### [Instructions for the task]
Reproduce the passage from the article on Amanda Hyde between "FORT WAYNE –" and "of the year.", inclusive.

FORT WAYNE – In this, his eighth year as the women’s basketball coach at IPFW, Chris Paul will gladly rattle off the names of some of the better players he has had.
There was the inside presence of Stephanie Rosado; the grit of Jordan Zuppe; the explosiveness of Johnna Lewis-Carlisle; the three-point shooting of Anne Boese. All were either first- or second-team All-Summit League players.
But when it comes to a one-player compilation of the school’s best, Paul says he’s never had anyone like Amanda Hyde, the 5-foot-10 junior forward who led the conference in scoring and was named the league’s player of the year.
What she brings is she brings everything, Paul said.
She brings size; she brings strength; she brings rebounding, assists, scoring, the ability to knock threes down, the ability to make free throws. She brings the ability to guard the perimeter and also possibly guard a post player. We’ve never had a player who could do as many things as Amanda.
Hyde, who tied the school record this season with 43 points against Southern Illinois, did more than average 18.7 points a game. She was fourth in the conference in minutes played (36.2 average), was seventh in field goal percentage (44.7), sixth in three-point percentage (37.0), second in free throw percentage (87.2), eighth in assists (3.1), sixth in steals (1.8) and 17th in rebounds (4.8).
And her 4.0 (grade-point average) doesn’t hurt, either, Paul said.

### [Data entries]
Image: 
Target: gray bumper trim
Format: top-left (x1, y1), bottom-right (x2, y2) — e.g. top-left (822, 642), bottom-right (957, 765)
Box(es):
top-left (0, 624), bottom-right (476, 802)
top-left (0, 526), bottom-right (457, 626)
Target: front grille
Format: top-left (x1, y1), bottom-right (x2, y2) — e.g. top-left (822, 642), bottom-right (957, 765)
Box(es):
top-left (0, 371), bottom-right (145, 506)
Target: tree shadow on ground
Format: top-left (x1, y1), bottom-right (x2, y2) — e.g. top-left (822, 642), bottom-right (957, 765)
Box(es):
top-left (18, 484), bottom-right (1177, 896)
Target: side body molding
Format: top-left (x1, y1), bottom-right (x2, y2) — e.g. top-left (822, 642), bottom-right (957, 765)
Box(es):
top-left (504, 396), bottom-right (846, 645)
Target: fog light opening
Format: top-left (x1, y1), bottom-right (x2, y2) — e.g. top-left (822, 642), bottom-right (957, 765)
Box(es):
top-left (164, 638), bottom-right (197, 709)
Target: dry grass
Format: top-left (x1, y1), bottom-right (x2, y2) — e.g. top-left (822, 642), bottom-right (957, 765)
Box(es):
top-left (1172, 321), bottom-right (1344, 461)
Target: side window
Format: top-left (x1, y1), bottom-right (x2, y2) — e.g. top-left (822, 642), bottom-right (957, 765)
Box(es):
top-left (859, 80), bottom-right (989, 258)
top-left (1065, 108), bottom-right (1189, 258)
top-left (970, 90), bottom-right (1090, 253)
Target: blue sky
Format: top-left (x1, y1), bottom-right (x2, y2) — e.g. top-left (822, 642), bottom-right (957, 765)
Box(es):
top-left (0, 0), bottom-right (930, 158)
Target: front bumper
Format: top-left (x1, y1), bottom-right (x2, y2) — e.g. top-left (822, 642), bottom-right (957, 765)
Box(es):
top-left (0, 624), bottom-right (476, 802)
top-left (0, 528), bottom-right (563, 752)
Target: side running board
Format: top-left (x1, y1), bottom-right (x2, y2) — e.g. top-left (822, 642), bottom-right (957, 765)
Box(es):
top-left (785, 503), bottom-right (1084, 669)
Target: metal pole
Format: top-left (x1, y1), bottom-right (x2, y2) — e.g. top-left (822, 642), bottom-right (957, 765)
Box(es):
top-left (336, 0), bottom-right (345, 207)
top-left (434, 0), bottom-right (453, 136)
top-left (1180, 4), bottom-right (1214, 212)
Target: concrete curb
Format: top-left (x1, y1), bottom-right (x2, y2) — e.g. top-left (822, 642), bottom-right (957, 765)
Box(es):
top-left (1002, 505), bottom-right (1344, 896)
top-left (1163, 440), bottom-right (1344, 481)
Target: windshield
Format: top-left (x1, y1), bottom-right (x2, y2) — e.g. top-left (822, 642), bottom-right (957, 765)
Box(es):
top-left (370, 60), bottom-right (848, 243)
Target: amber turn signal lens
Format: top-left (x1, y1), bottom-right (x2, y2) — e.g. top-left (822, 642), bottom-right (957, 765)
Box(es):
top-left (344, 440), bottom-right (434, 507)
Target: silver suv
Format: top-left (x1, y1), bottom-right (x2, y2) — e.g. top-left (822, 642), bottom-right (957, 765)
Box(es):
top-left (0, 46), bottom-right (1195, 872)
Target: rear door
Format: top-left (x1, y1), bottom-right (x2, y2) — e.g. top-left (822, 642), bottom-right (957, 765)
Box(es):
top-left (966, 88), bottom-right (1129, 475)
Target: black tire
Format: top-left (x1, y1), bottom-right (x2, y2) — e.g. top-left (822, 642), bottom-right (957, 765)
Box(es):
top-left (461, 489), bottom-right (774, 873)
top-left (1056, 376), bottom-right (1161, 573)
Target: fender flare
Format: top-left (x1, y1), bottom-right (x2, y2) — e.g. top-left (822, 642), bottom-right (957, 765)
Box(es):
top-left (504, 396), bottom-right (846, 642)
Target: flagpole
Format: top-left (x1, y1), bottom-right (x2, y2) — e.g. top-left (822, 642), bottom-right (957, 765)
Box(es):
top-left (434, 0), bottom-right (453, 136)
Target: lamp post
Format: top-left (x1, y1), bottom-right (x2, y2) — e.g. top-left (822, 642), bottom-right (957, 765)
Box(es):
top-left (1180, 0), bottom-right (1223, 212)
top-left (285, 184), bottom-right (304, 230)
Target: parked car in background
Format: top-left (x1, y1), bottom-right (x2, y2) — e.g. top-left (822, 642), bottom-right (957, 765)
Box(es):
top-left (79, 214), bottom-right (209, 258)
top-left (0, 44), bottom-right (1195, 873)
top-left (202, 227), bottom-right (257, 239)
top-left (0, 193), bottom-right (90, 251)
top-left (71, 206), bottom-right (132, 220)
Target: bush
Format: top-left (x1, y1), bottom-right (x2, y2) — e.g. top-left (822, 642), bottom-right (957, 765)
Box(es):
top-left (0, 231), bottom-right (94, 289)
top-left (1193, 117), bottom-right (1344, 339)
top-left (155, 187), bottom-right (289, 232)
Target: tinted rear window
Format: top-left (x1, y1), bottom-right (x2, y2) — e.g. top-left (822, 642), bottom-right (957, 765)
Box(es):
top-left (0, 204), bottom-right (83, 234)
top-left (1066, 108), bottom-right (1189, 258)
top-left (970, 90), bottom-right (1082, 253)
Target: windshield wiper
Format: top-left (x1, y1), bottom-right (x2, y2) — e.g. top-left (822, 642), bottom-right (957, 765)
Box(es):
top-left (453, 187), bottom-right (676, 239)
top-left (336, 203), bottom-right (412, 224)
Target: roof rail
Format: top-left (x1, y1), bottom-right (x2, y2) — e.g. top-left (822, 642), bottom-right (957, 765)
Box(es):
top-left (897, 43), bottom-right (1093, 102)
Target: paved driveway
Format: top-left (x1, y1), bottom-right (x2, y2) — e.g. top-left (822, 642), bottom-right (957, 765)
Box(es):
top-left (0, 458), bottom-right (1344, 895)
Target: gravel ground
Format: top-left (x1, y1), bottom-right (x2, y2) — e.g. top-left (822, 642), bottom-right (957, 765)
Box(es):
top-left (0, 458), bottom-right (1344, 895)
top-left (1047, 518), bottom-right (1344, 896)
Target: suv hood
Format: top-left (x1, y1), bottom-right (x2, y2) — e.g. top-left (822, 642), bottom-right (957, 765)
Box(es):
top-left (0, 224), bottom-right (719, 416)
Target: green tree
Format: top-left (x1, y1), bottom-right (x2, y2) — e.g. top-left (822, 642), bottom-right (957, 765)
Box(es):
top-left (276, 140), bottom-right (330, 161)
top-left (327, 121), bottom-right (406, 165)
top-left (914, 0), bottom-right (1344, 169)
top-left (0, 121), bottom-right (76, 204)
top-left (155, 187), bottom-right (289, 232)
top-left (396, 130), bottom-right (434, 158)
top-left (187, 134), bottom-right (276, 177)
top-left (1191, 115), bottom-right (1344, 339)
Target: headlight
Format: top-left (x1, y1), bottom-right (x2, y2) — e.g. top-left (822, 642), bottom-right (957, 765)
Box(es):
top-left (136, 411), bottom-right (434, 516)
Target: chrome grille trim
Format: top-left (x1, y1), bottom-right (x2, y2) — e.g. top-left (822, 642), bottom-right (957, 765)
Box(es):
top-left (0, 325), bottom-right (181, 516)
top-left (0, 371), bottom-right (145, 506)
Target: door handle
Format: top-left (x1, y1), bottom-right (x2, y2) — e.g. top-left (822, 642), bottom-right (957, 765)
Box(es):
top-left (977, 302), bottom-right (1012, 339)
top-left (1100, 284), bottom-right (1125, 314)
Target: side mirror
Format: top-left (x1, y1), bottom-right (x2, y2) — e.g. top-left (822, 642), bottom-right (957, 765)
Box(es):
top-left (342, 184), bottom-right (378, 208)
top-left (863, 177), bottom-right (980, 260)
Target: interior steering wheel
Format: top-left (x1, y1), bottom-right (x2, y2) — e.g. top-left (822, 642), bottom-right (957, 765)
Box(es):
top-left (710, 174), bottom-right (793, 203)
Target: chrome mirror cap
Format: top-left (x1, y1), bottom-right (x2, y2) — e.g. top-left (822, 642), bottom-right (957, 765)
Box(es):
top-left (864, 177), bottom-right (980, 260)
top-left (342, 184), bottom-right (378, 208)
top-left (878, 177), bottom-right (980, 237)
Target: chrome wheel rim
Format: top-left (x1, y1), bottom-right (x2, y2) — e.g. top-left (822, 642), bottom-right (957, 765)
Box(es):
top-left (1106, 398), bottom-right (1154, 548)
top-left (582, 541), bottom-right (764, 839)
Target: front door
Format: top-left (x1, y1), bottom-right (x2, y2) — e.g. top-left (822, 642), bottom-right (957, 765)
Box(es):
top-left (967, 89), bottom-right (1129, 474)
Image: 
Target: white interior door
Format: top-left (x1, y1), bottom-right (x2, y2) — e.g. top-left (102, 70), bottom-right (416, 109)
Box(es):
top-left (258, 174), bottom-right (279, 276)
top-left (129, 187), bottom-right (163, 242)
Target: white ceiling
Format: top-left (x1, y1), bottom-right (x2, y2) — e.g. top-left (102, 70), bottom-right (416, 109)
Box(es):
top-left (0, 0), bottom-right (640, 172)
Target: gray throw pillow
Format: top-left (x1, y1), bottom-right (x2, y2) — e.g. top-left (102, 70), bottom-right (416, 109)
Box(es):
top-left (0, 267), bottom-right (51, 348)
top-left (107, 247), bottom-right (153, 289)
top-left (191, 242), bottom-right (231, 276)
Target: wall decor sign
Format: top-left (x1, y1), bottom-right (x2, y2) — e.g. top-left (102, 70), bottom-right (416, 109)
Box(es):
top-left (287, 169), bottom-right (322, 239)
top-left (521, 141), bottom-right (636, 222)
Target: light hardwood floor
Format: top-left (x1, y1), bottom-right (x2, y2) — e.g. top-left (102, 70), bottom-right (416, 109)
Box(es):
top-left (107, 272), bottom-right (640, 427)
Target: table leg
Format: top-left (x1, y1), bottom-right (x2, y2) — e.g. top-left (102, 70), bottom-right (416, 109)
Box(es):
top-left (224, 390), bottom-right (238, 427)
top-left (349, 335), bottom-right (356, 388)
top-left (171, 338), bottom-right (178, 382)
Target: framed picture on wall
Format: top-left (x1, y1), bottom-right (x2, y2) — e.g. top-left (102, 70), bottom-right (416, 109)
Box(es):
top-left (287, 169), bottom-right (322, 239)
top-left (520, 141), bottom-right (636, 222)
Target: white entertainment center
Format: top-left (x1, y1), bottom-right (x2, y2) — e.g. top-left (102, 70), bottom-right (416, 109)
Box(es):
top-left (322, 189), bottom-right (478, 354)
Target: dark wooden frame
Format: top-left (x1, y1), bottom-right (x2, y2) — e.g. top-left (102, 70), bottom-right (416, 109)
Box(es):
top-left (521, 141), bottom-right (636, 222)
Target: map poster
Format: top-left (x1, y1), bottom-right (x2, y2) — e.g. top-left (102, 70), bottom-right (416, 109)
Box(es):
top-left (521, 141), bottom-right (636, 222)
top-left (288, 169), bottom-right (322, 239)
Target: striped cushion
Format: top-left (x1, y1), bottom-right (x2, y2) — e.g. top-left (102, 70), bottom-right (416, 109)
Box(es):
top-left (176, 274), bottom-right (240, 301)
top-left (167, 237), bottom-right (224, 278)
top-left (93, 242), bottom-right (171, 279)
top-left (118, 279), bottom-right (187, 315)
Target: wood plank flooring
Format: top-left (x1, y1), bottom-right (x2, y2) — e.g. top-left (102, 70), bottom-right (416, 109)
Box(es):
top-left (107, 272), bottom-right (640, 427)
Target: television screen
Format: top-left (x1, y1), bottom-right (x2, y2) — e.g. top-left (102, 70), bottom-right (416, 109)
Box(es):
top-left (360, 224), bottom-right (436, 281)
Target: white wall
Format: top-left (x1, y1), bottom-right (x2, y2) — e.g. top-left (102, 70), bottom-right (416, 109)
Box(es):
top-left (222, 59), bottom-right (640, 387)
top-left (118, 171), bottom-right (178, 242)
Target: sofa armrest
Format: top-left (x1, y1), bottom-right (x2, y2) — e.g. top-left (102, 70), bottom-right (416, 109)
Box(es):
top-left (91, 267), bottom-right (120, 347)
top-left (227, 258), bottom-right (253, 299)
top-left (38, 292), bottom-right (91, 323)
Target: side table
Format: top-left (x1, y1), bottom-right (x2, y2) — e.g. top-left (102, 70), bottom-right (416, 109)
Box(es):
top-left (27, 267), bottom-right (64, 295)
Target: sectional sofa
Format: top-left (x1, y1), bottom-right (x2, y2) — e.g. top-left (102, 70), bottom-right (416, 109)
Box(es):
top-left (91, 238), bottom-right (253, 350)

### [Task response]
FORT WAYNE – In this, his eighth year as the women’s basketball coach at IPFW, Chris Paul will gladly rattle off the names of some of the better players he has had.
There was the inside presence of Stephanie Rosado; the grit of Jordan Zuppe; the explosiveness of Johnna Lewis-Carlisle; the three-point shooting of Anne Boese. All were either first- or second-team All-Summit League players.
But when it comes to a one-player compilation of the school’s best, Paul says he’s never had anyone like Amanda Hyde, the 5-foot-10 junior forward who led the conference in scoring and was named the league’s player of the year.